Dataset excerpt
════

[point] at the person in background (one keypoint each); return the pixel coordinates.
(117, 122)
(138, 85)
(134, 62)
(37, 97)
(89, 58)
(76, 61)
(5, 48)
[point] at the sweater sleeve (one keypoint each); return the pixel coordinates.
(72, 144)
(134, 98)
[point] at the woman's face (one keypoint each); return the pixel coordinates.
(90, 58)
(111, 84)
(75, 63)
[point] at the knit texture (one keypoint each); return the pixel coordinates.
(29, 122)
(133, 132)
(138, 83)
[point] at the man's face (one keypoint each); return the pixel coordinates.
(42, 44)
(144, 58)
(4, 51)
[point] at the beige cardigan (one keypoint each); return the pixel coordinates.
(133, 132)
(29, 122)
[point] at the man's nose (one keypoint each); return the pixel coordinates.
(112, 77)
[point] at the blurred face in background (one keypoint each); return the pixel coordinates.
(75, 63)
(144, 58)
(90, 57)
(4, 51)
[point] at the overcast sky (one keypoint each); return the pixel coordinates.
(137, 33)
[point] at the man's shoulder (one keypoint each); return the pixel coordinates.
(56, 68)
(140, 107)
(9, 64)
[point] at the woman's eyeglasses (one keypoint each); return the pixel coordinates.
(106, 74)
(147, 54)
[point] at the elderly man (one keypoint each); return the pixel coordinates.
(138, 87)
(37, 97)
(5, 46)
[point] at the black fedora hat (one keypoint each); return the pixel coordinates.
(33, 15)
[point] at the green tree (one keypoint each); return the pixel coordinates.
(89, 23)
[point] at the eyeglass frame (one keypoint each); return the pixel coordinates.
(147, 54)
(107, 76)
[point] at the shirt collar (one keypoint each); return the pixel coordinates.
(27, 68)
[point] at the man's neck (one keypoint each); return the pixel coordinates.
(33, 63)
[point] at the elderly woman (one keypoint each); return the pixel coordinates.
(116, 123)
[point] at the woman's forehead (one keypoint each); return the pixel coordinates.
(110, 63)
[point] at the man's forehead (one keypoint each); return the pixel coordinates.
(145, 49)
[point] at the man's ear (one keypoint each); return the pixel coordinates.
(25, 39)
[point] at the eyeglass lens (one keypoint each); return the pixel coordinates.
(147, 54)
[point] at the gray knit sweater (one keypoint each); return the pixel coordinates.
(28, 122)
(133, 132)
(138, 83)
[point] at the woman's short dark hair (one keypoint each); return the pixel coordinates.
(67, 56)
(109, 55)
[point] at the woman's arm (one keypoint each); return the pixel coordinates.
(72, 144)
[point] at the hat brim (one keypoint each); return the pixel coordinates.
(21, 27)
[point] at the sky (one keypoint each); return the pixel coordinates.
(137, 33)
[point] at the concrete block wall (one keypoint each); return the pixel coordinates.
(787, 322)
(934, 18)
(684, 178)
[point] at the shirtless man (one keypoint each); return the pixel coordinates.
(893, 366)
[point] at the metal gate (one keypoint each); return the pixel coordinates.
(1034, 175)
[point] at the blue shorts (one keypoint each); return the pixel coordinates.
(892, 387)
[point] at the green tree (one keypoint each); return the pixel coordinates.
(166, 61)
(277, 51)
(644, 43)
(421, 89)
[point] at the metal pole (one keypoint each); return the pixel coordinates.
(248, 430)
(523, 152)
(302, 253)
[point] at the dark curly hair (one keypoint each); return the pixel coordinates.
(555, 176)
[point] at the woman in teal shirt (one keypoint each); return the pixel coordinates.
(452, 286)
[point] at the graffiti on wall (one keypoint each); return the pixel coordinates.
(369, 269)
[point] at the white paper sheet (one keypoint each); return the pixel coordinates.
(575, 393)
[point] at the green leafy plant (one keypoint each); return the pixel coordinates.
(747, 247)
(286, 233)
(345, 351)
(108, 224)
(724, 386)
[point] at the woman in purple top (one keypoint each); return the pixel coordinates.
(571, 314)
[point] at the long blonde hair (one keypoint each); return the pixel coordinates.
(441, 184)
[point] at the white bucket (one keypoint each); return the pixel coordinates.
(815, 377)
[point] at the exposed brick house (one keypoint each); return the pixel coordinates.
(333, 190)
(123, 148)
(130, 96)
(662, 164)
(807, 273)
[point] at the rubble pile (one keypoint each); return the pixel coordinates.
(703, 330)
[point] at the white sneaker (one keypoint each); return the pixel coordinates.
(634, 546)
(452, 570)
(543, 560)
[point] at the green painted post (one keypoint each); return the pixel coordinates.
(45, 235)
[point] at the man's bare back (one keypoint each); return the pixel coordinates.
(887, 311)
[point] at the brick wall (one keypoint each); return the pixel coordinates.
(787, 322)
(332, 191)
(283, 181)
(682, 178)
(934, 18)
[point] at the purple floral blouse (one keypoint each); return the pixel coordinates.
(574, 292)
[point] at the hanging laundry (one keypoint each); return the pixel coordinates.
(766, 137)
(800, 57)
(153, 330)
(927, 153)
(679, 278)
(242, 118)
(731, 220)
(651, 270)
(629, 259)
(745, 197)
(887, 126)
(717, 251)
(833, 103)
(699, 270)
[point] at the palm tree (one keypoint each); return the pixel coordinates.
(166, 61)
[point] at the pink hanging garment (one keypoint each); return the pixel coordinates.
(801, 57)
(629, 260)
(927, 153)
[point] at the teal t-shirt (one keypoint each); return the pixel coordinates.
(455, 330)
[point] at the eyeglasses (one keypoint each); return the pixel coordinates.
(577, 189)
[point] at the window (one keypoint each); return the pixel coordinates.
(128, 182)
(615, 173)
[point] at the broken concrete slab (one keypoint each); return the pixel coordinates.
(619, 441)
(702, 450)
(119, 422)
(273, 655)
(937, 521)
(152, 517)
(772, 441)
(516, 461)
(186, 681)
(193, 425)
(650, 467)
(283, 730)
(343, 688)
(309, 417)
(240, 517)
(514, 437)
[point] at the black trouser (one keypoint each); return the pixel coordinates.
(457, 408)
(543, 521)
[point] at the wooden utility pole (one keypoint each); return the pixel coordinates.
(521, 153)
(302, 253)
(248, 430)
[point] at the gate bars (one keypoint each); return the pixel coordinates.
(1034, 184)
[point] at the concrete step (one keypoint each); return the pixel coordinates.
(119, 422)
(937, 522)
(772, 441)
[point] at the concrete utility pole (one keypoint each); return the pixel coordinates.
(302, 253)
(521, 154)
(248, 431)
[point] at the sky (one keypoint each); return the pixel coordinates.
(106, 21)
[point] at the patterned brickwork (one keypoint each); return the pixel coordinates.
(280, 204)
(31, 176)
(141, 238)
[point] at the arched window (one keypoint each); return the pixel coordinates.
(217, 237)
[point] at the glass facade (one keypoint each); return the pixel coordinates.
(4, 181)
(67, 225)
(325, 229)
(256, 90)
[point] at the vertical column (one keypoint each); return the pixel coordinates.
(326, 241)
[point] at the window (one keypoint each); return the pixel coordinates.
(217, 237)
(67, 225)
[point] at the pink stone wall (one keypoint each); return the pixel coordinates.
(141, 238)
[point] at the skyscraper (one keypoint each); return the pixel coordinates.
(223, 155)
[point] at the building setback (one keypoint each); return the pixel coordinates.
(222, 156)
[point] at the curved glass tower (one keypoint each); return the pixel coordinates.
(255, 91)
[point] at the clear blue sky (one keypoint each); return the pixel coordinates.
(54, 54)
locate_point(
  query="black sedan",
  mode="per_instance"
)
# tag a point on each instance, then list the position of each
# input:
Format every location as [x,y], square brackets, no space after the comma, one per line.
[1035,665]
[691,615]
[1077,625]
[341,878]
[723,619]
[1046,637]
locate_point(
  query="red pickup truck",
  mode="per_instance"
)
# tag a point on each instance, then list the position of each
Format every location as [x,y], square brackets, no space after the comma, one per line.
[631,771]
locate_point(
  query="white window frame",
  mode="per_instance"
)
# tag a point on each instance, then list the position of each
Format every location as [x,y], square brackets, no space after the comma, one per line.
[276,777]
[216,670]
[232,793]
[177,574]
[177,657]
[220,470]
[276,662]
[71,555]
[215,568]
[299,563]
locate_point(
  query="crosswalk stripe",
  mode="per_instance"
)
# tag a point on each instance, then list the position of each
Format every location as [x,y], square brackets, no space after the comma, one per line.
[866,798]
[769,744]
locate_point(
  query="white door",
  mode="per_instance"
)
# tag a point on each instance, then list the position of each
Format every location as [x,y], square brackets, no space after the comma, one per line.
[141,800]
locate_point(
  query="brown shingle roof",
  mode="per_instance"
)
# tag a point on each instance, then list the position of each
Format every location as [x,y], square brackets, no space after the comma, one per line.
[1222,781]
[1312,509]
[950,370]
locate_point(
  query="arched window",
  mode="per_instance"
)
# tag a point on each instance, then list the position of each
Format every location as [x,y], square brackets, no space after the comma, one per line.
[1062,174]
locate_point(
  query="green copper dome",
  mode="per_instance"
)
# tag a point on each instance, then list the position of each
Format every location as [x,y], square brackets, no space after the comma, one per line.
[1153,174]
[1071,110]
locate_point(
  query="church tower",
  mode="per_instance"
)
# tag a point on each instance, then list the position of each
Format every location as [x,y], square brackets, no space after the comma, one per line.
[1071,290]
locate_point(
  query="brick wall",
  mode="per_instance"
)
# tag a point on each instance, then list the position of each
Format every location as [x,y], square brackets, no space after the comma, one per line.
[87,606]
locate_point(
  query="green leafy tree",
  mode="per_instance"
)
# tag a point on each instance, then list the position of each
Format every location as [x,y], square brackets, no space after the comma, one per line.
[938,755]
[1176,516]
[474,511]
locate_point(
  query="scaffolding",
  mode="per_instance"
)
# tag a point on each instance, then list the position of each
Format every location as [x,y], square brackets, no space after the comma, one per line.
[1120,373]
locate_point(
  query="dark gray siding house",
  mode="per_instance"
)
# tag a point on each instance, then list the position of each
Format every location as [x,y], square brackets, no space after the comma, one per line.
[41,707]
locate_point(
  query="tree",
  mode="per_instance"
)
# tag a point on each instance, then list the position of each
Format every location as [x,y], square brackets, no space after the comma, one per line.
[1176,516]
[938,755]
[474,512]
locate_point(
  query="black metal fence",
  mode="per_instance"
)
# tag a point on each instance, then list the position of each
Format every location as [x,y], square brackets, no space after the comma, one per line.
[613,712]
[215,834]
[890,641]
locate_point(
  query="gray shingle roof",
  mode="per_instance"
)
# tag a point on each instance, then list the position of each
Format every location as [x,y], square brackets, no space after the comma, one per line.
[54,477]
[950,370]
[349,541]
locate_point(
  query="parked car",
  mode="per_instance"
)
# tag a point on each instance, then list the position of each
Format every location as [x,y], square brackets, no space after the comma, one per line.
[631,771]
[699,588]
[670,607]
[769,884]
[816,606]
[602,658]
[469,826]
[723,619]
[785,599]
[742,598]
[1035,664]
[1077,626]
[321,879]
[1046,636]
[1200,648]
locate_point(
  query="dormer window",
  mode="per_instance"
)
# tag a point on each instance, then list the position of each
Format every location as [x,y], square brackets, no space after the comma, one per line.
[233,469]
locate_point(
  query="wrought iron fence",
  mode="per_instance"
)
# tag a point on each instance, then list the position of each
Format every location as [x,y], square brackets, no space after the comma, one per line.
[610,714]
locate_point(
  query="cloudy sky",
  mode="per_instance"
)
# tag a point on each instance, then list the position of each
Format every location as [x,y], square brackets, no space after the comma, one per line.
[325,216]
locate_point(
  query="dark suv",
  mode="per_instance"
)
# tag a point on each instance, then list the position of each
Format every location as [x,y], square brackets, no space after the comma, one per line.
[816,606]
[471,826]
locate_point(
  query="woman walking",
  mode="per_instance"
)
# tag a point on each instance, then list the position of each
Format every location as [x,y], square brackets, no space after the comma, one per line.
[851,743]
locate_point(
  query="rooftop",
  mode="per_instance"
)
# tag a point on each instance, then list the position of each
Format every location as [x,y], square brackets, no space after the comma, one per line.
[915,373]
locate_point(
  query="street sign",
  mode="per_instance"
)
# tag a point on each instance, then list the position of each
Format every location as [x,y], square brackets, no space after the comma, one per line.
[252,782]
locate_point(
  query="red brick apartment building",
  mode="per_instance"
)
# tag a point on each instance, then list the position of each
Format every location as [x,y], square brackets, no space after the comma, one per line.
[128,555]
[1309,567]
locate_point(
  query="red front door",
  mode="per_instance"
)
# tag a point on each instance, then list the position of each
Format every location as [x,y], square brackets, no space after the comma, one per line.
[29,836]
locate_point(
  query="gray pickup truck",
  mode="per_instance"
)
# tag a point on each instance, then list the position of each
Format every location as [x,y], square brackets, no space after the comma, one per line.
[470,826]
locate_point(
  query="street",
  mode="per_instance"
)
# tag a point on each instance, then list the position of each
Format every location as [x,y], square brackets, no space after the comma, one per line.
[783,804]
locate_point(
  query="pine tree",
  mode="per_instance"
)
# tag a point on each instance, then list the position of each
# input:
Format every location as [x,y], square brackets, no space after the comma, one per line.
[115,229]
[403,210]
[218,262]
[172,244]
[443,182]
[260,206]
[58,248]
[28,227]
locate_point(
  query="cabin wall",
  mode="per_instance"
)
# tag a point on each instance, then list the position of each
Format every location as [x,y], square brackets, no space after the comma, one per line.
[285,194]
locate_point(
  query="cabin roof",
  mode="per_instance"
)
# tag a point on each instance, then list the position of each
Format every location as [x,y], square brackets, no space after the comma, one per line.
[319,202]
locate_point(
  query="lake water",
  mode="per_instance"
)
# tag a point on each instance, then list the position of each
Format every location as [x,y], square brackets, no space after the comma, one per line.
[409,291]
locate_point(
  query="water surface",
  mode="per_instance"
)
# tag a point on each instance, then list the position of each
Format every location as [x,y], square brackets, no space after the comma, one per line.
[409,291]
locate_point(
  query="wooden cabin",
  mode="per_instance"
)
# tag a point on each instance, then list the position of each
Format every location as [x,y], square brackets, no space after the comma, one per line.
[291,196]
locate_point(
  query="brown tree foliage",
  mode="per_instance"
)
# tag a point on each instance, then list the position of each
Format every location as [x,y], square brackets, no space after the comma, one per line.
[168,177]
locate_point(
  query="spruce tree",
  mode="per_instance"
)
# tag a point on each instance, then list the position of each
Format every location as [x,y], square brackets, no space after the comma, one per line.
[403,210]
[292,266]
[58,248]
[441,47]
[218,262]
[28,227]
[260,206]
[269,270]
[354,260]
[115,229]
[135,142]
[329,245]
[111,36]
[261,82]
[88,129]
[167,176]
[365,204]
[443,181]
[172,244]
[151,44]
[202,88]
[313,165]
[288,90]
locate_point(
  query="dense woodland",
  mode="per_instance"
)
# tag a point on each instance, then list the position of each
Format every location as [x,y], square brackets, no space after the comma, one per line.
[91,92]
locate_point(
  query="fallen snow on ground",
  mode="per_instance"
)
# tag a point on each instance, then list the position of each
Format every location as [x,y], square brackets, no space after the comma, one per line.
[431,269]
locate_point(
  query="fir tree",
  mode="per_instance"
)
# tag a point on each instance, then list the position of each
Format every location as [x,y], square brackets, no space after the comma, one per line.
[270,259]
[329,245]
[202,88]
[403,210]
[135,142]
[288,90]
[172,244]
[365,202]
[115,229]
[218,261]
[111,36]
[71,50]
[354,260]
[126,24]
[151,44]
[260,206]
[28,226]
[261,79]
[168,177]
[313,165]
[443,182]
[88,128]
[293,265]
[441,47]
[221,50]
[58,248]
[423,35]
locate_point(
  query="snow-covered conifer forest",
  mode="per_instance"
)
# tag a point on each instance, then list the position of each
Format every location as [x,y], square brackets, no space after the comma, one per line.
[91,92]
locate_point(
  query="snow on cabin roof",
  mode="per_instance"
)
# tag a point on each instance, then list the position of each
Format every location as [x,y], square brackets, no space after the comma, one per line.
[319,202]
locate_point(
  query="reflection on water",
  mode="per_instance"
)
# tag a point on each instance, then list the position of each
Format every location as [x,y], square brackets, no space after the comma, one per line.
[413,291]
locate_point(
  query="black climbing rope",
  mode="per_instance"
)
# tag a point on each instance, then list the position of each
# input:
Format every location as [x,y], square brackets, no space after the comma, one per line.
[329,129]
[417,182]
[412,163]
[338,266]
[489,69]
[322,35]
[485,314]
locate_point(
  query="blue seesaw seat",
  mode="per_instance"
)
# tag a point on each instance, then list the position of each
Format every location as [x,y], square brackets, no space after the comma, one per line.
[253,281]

════

- Problem requirements:
Please select every line in the records above that contains the word "metal", and copy each one.

- Task result:
[point] at the metal gate (one keypoint each); return the pixel coordinates.
[point] at the metal pole (one keypoint each); return the pixel coordinates.
  query="black metal fence",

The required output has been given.